WHAT TO PRODUCE. Identify each line in the material below that contains the string "paper", and copy every such line.

SUPPLIED MATERIAL.

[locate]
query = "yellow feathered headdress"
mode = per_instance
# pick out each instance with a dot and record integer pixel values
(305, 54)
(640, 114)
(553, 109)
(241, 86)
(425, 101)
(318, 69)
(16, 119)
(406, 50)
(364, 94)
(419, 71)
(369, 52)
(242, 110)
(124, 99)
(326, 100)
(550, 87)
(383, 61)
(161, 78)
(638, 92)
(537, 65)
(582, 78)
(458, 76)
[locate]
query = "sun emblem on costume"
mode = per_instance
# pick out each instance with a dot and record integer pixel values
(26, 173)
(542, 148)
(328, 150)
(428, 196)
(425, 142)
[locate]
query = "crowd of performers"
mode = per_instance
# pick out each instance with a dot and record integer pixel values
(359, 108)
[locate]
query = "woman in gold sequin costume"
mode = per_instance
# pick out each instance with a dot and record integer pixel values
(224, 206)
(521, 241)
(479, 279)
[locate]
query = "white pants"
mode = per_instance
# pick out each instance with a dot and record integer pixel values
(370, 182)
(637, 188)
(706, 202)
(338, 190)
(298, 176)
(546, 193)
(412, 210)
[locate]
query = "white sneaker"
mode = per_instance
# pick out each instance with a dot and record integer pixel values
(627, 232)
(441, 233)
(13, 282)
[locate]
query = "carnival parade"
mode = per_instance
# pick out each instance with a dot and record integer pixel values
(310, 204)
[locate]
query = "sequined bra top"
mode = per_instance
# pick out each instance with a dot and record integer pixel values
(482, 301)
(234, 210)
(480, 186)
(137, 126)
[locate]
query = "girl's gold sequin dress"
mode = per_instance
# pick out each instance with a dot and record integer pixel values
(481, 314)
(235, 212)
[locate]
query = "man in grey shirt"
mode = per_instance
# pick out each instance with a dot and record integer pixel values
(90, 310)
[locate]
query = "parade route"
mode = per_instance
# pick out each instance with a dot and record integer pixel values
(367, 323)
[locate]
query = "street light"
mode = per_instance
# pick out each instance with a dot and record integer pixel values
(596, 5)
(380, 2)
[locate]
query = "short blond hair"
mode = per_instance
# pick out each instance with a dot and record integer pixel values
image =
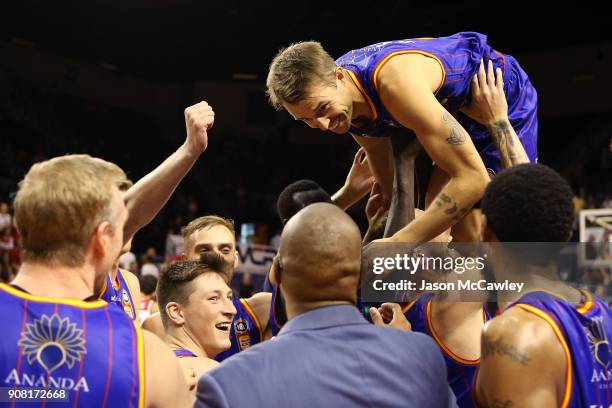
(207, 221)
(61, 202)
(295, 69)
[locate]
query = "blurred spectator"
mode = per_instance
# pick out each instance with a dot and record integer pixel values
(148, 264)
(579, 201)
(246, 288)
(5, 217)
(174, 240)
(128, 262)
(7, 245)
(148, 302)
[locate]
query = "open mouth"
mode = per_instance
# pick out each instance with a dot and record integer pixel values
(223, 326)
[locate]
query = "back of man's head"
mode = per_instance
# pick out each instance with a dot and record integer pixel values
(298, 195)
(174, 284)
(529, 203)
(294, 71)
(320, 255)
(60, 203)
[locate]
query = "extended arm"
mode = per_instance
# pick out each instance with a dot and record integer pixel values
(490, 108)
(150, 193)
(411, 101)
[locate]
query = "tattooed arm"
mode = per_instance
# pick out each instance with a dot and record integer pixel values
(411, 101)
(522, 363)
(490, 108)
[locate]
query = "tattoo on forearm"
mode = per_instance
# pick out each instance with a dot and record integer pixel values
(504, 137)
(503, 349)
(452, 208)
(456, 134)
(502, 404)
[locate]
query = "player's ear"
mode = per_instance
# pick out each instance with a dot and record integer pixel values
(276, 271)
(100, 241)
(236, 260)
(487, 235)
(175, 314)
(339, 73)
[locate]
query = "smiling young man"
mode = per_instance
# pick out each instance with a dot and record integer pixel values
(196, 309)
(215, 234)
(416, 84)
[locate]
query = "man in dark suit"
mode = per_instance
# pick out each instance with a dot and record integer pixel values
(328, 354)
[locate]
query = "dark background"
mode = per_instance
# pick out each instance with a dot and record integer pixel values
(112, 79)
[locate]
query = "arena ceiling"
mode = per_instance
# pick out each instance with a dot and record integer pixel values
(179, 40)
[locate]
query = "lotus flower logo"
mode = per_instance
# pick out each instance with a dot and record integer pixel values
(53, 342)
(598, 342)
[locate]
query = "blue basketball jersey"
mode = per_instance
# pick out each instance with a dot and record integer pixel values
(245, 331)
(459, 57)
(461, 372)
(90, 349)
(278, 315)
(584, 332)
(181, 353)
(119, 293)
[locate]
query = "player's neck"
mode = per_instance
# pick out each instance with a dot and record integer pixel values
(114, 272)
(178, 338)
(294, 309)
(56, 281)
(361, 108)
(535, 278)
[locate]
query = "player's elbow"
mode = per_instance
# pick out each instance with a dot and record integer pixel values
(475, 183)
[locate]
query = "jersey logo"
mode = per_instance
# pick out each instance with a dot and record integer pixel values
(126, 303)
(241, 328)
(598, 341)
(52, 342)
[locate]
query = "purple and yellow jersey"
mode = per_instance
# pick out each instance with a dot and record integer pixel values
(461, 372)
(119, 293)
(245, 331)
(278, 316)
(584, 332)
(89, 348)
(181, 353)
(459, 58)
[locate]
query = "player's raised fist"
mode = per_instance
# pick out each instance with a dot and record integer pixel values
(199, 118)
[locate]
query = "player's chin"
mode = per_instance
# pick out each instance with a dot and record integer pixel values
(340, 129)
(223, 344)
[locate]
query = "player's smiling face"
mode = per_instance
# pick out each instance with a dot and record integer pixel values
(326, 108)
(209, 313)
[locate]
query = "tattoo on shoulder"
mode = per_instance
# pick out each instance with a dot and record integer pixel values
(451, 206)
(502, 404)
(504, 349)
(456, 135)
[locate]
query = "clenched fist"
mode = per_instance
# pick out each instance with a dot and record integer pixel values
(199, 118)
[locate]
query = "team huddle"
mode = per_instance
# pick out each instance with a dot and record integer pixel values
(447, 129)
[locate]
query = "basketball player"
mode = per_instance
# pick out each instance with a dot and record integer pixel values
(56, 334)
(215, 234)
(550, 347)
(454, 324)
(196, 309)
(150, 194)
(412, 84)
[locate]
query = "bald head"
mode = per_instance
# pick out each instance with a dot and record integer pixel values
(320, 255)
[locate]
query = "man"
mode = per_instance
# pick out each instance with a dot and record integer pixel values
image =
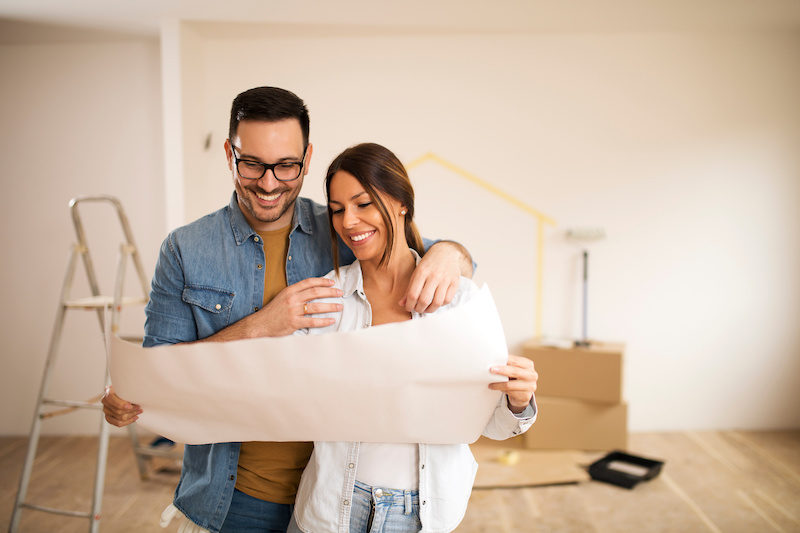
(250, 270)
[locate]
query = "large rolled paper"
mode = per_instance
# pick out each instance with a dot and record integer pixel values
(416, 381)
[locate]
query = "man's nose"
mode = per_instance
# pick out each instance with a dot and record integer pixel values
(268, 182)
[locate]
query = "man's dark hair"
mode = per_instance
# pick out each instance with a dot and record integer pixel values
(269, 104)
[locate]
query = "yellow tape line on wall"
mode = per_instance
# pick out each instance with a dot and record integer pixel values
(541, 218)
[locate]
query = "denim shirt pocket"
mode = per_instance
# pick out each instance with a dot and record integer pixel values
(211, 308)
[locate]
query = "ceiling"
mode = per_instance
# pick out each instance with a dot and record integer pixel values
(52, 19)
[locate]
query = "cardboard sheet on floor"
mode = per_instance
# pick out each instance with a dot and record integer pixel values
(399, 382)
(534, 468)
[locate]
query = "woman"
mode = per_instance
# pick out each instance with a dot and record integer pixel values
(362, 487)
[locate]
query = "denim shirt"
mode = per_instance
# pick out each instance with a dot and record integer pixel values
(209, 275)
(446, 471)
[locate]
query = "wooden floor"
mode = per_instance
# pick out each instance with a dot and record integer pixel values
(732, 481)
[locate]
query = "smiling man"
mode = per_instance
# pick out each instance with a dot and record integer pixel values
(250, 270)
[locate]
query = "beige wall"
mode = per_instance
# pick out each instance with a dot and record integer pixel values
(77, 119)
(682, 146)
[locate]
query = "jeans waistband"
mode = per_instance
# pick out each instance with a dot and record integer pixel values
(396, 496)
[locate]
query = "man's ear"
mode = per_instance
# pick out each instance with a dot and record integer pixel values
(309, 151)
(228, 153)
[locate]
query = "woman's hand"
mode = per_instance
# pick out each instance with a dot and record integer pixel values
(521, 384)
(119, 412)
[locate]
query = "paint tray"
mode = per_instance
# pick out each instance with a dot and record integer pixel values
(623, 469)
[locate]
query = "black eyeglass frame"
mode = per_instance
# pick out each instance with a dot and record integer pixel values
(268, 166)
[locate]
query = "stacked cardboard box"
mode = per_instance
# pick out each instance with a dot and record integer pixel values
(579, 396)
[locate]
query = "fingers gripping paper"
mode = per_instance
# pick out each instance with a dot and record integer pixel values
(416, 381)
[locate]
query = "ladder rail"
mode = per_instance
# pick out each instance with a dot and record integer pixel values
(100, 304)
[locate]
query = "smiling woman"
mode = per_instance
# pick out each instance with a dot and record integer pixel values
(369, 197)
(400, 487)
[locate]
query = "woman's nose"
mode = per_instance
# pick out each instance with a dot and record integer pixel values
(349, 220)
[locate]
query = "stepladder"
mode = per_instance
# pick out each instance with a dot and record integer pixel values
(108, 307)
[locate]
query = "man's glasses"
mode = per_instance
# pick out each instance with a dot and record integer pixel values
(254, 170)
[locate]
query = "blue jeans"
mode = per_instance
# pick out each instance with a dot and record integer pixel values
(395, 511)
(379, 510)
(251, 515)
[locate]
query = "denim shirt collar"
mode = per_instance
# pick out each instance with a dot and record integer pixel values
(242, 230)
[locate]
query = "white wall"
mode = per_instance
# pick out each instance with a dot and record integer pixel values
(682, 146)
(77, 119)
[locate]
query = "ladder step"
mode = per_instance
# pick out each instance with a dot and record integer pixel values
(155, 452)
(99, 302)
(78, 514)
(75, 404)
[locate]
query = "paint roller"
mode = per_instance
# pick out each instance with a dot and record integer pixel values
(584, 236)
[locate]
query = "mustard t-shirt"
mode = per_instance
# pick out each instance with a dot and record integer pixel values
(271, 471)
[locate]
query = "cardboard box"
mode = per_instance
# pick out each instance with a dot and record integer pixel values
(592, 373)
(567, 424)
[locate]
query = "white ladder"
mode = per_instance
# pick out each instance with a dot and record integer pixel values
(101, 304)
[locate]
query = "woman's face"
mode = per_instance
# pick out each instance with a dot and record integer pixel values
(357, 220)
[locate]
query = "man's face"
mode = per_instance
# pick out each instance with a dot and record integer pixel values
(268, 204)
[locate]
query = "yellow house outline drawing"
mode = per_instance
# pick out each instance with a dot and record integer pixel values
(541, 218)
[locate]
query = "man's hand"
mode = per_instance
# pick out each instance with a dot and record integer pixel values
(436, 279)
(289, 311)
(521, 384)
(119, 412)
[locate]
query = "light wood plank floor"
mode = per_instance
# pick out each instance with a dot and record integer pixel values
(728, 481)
==
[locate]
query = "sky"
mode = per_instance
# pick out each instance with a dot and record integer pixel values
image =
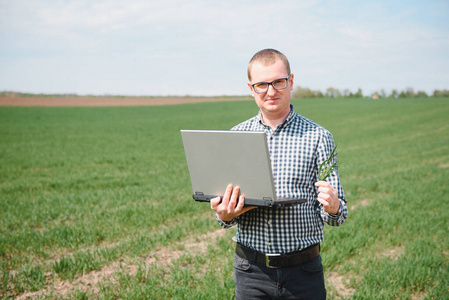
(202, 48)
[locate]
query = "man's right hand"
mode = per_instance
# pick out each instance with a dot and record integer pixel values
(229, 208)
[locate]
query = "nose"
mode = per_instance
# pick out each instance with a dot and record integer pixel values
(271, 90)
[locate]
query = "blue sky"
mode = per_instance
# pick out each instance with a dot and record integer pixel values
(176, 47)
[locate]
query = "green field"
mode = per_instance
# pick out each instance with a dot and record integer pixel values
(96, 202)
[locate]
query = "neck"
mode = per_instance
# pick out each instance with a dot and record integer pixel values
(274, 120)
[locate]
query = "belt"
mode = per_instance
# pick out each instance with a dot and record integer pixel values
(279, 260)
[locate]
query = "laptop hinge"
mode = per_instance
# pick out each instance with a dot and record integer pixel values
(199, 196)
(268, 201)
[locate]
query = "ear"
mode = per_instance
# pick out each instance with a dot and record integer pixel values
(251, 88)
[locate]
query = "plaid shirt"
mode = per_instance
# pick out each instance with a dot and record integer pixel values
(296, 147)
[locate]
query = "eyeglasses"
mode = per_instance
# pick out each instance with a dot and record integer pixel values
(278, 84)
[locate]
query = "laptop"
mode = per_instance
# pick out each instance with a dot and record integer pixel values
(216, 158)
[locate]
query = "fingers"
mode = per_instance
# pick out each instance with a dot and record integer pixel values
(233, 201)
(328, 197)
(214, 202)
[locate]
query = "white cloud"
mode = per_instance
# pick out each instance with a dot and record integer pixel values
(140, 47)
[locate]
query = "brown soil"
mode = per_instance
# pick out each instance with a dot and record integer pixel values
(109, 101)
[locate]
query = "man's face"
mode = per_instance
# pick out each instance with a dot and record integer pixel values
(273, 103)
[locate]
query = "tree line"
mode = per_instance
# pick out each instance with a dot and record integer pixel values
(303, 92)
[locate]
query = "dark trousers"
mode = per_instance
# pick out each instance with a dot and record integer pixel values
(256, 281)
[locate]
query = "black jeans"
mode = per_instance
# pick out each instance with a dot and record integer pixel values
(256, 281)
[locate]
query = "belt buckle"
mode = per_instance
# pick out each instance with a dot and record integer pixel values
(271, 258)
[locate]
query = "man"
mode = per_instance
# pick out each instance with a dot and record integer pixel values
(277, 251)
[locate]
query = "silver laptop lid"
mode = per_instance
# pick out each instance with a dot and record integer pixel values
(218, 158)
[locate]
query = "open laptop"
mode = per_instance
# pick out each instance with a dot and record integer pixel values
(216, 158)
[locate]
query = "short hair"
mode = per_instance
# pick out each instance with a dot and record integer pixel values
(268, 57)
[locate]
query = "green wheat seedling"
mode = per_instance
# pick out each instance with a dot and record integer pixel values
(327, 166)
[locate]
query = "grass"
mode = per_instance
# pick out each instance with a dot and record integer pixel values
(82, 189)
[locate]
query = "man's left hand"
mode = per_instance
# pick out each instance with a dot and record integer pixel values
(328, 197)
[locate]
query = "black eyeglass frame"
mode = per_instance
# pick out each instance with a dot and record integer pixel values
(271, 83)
--
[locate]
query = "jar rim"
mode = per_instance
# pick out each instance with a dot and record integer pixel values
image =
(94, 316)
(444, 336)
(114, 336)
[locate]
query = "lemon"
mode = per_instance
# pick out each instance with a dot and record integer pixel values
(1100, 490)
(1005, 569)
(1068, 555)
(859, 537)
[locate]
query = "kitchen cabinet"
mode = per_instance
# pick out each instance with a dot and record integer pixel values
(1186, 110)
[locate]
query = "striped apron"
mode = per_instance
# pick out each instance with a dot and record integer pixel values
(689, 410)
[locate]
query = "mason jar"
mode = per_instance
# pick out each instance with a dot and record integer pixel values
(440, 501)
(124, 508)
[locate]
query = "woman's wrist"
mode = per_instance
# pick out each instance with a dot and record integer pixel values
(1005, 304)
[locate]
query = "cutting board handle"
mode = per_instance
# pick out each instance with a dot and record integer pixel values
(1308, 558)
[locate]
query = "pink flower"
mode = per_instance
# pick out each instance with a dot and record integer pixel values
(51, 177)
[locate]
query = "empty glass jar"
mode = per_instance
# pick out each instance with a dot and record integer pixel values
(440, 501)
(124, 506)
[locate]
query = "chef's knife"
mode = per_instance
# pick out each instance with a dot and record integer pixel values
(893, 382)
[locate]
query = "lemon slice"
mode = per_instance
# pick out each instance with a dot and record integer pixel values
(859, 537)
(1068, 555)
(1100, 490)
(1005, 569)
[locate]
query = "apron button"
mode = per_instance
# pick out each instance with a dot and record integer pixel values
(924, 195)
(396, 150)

OUTPUT FOR THIS TASK.
query = "large rolled paper"
query = "fingers gripping paper"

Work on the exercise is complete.